*** Opening Passage to read ***
BY STEPHEN TABER III
Apiculturist, Science and Education Administration, Carl Hayden Center for Bee Research, Tuscon, Ariz. 85719.

BEEKEEPING IN THE UNITED STATES
AGRICULTURE HANDBOOK NUMBER 335
Revised October 1980
Pages 33 – 38

Bee behavior refers to what bees do-as individuals and as a colony. By studying their behavior, we may learn how to change it to our benefit.

Two practical discoveries of bee behavior made our beekeeping of today possible. One was the discovery by Langstroth of bee space. The other was the discovery by G. M. Doolittle that large numbers of queens could be reared by transferring larvae to artificial queen cups. The discovery of the “language” of bees and of their use of polarized light for navigation has attracted considerable interest all over the world.

Much has been learned about the behavior of insects, including bees, in recent years. As an example, the term “pheromone” had not been coined in 1953, when Ribbands summarized the subject of bee behavior in his book, The Behaviour and Social Life of Honeybees. A pheromone is a substance secreted by an animal that causes a specific reaction by another individual of the same species. Now many bee behavior activities can be explained as the effect of various pheromones.

Recently, we have learned how certain bee behavior activities are inherited, and this information gives us a vast new tool to tailor-make the honey bee of our choice. Further studies should reveal other ways to change bees to produce specific strains for specific uses.

The Honey Bee Colony

The physical makeup of a colony has been described. An additional requirement of a colony is a social pattern or organization, probably associated with a “social pheromone.” It causes the bees to collect and store food for later use by other individuals. It causes them to maintain temperature control for community survival when individually all would perish. Individuals within the colony communicate with each other but not with bees of another colony. Certain bees in the colony will sting to repel an intruder, even though the act causes their death. All of these, and perhaps many other organizational activities, probably are caused by pheromones.
*** Closing Passage to read ***
*** Opening Given records ***
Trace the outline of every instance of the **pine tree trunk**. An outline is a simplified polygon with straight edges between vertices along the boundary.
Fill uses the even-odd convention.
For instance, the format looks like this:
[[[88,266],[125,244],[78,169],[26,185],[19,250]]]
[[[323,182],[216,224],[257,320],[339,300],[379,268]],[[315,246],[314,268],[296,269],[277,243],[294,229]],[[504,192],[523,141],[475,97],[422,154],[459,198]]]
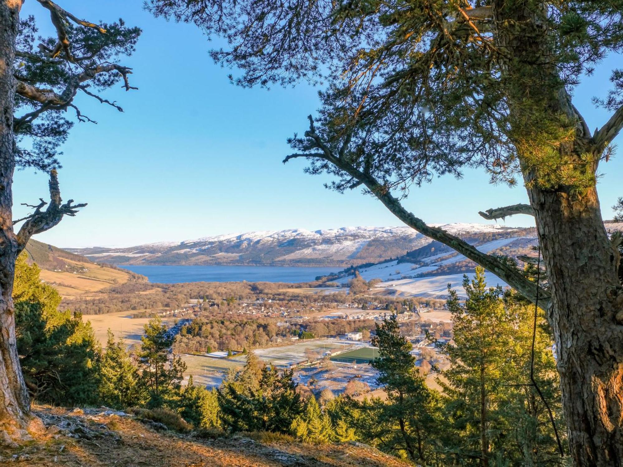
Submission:
[[[489,465],[489,441],[487,438],[487,390],[485,387],[485,364],[480,364],[480,455],[482,467]]]
[[[11,296],[19,253],[12,220],[15,168],[12,67],[21,5],[21,0],[0,1],[0,430],[14,438],[20,435],[15,435],[16,430],[26,428],[32,420],[28,392],[19,367]]]
[[[500,65],[509,137],[551,288],[548,319],[574,465],[620,466],[623,323],[617,314],[623,309],[623,288],[597,195],[601,149],[571,103],[556,63],[548,13],[540,5],[492,2],[495,44],[505,51]]]
[[[597,191],[529,190],[551,285],[563,410],[577,466],[623,465],[623,288]]]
*** Closing Given records ***
*Task requirements*
- a) Answer each question using the passage on bee behavior.
(i) Who discovered that large numbers of queens could be reared by transferring larvae to artificial queen cups?
(ii) In what year did Ribbands summarize the subject of bee behavior in his book?
(iii) According to the section "The Honey Bee Colony," with whom do individuals within a colony not communicate?
- b) Extend the passage on bee behavior, beginning right after its final sentence, "All of these, and perhaps many other organizational activities, probably are caused by pheromones."
The records are not needed for this work.

*Written responses*
- a)
(i) G. M. Doolittle
(ii) 1953
(iii) Bees of another colony

- b)
There is no known governmental hierarchy giving orders for work to be done, but a definite effect on the colony is observed when the queen disappears. This effect seems to be associated with a complex material produced by the queen that we refer to as “queen substance.” There also is evidence that the worker bees from 10 to 15 days old, who have largely completed their nursing and household duties but have not begun to forage, control the “governmental” structure. Just what controls them has not been determined.

These and many other factors make an organized colony out of the many thousands of individuals.

The Domicile

When the swarm emerges from its domicile and settles in a cluster on a tree, certain “scout bees” communicate to it the availability of other domiciles. At least some of these domiciles may have been located by the scout bees before the swarm emerged. The various scouts perform their dances on the cluster to indicate the direction, distance, and desirability of the domiciles. Eventually, the cluster becomes united in its approval of a particular site. Then the swarm moves in a swirling mass of flying bees to it. Agreement always is unanimous.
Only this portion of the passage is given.